▶ PASSAGE SHOWN:

Up to half of the medicines available in the Sahel region are either sub-standard or out of date, the United Nations Office on Drugs and Crime (UNODC) has warned.
The inferior drugs are withdrawn from the supply chain in Europe and to a lesser extent from China and India. They then often pass through seaports in Guinea, Ghana, Benin and Nigeria before being transported to the Sahel.
The UNODC report published on Tuesday, January 31, 2023, highlights Mauritania, Mali, Burkina Faso, Niger and Chad as the hardest-hit countries.
"Even if there are no reliable data on all the quantities trafficked in various forms and routes in the countries of the Sahel, studies indicate a percentage of substandard or falsified medicines on the market ranging from 19 to 50%", it stated.
Worse, once the medicines are diverted from the official supply chain there is little guidance on how it should be used by the patient.
"If you want to get an antibiotic from the market, you can have it. Is it the right one to be used or not? It has to be controlled," François Patuel, head of UNDOC’s research and development unit, said. These deficiencies contribute to microbial and antimalarial resistance, he added.
Those who maintain this trade range from employees of pharmaceutical companies to street vendors and security guards.
But although the Sahel region is blighted by Islamic extremist violence, armed groups are less involved in this type of trafficking.
According to the report, "Despite the often-announced involvement of terrorist groups and non-state armed groups in drug trafficking in the Sahel, many documented cases show that it is limited.”
It also pointed to a lessening of trust in the health system and the government when these less-than-effective treatments fail the people who choose to take them.

▶ ASSIGNMENT: For each statement (a), (b) and (c), decide whether the passage on medicines in the Sahel agrees with it, answering yes or no and quoting the words of the passage that decide it. (a) Mali and Niger are among the countries the report identifies as hardest hit. (b) Armed groups play a major part in this trafficking. (c) The drugs often pass through seaports in Ghana before reaching the Sahel. The rows that come next are drawn from a separate source.

▶ STUDY MATERIAL:
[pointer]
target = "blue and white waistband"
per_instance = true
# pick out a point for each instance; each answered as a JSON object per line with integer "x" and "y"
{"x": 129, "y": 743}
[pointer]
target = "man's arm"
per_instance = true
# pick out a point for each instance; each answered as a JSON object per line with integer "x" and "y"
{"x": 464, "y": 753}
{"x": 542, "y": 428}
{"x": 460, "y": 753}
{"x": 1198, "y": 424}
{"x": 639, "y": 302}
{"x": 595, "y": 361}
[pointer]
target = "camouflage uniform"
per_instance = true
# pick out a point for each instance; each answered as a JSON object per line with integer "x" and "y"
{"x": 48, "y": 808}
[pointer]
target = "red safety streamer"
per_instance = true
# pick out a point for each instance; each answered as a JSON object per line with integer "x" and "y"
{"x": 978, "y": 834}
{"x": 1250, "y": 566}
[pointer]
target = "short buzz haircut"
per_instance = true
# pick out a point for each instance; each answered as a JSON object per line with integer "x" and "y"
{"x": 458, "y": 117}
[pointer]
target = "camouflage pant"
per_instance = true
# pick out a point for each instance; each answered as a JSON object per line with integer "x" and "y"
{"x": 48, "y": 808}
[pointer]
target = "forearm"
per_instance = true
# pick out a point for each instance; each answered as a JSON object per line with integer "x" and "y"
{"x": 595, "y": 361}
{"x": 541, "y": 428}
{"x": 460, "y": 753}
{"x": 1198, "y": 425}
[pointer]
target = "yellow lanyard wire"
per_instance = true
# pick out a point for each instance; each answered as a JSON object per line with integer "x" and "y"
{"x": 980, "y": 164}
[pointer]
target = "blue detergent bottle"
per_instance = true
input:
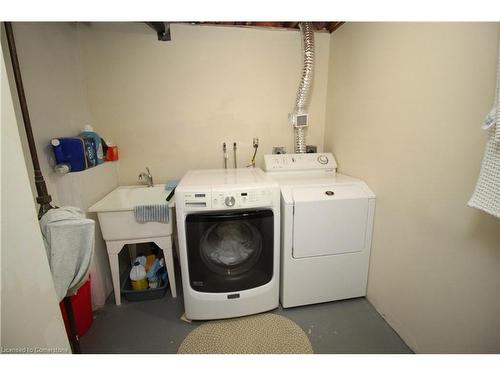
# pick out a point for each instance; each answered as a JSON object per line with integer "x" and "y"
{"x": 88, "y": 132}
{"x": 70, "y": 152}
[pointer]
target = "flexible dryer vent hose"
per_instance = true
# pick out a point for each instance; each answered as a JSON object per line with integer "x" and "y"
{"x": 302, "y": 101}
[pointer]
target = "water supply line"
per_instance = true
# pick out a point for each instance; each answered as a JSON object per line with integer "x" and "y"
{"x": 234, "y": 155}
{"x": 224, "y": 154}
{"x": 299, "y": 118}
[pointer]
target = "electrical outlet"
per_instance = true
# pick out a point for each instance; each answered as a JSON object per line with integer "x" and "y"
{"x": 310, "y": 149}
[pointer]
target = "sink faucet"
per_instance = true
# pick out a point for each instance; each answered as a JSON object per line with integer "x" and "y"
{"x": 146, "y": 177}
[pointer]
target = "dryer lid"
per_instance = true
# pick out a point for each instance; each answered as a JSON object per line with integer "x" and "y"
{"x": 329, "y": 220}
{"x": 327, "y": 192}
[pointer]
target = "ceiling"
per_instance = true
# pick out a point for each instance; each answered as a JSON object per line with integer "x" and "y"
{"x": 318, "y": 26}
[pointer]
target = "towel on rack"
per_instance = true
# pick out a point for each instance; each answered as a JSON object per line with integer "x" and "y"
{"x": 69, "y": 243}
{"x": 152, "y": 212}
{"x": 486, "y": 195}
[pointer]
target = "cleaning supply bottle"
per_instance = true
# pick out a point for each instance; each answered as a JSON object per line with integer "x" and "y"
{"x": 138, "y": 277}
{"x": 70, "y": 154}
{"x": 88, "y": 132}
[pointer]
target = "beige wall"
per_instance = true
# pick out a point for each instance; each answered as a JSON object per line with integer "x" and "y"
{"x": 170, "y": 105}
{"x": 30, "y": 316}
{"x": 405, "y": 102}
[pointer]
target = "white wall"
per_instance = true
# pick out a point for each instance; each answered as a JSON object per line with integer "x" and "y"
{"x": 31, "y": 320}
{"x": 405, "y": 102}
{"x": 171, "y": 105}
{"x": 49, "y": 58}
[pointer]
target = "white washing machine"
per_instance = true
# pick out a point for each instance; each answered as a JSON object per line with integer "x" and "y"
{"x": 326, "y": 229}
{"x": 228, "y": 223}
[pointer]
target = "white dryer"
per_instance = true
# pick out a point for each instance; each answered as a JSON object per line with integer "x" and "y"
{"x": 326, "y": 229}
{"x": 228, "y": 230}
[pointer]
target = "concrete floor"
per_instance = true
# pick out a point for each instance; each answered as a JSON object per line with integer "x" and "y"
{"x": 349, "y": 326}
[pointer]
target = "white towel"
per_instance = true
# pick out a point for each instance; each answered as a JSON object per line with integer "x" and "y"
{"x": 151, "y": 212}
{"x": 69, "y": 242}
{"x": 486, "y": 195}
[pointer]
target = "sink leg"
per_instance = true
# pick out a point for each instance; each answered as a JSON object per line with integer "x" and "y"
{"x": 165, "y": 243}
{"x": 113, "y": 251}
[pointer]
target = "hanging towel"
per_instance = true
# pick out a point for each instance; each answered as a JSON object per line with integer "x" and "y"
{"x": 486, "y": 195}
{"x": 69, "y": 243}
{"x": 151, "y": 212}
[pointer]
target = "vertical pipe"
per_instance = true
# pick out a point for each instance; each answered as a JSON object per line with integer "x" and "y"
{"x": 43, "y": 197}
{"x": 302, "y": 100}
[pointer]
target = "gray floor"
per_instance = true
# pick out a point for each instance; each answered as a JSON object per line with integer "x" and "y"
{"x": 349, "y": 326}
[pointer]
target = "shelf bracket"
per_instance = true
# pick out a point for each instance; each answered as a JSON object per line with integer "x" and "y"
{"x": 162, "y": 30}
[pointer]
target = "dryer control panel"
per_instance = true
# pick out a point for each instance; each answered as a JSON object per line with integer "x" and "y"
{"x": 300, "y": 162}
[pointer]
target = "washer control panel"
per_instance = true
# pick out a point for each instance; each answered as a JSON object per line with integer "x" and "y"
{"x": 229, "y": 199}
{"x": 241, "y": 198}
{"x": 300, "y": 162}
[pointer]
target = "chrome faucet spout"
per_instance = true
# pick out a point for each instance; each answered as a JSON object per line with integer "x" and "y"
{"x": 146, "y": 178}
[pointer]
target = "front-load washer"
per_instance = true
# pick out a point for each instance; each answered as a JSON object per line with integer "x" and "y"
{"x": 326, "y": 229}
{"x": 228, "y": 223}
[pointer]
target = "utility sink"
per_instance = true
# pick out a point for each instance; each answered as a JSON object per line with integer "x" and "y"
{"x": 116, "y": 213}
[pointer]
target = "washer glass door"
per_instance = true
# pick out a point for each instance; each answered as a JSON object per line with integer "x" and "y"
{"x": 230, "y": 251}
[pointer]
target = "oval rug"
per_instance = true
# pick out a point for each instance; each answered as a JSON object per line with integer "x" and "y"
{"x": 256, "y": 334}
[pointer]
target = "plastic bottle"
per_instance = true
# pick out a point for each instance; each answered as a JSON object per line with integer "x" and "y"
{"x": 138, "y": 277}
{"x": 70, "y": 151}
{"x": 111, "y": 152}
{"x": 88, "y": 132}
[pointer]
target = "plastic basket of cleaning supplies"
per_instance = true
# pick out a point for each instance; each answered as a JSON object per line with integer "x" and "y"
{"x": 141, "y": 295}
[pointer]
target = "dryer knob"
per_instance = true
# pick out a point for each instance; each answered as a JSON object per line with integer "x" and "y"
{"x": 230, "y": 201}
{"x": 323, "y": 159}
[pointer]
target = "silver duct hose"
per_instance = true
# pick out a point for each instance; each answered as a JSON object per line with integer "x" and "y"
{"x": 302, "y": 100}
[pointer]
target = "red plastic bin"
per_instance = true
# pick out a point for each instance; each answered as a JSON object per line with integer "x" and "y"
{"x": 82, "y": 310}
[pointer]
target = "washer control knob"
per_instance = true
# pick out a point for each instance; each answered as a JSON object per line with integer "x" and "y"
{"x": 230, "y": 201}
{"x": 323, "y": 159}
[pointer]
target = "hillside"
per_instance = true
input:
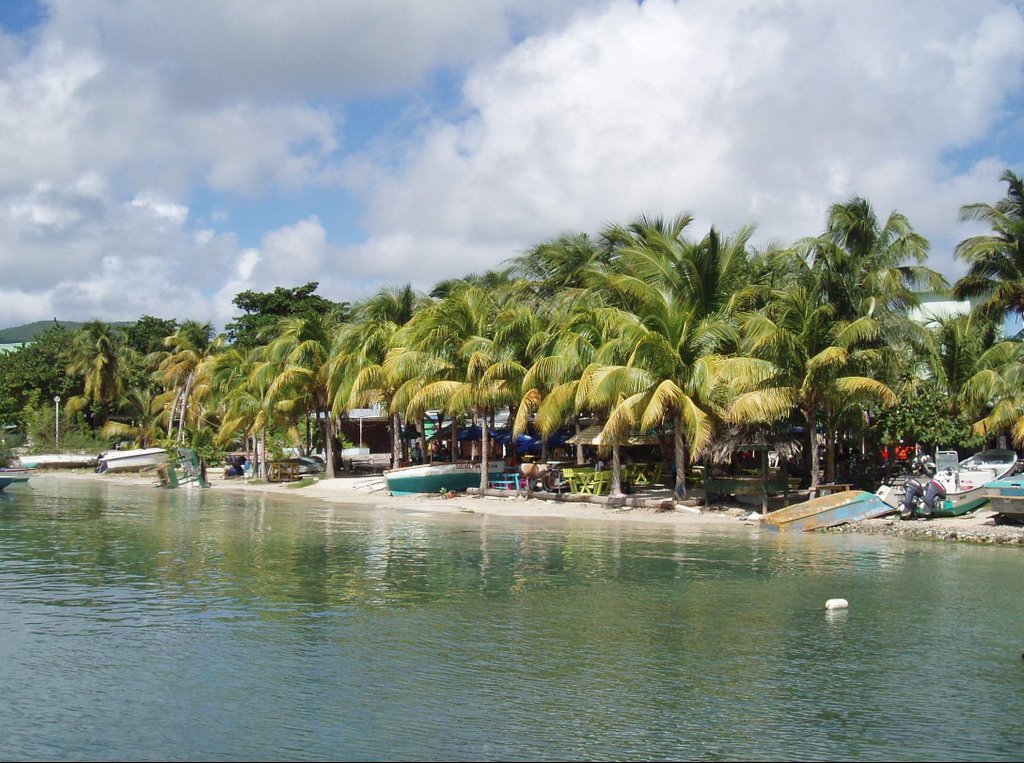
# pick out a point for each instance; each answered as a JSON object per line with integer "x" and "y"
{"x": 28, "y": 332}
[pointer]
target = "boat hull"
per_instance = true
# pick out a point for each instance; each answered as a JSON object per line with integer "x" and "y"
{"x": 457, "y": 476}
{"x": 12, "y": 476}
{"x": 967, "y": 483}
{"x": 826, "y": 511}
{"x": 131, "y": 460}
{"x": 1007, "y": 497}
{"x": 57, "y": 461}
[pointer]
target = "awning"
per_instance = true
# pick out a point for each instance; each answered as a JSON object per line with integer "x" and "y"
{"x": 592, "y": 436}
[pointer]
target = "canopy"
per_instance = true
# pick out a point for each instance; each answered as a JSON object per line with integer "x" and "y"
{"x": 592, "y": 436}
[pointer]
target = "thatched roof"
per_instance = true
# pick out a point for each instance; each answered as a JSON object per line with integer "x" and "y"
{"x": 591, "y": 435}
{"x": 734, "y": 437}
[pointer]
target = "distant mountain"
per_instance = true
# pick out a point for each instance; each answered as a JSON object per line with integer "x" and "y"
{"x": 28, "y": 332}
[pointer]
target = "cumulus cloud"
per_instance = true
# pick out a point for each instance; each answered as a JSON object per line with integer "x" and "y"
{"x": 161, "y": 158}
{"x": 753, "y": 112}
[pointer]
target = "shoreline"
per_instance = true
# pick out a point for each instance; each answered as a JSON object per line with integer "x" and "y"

▶ ANSWER SPACE:
(a) Yes: "highlights Mauritania, Mali, Burkina Faso, Niger and Chad as the hardest-hit countries"
(b) No: "armed groups are less involved in this type of trafficking"
(c) Yes: "often pass through seaports in Guinea, Ghana, Benin and Nigeria before being transported to the Sahel"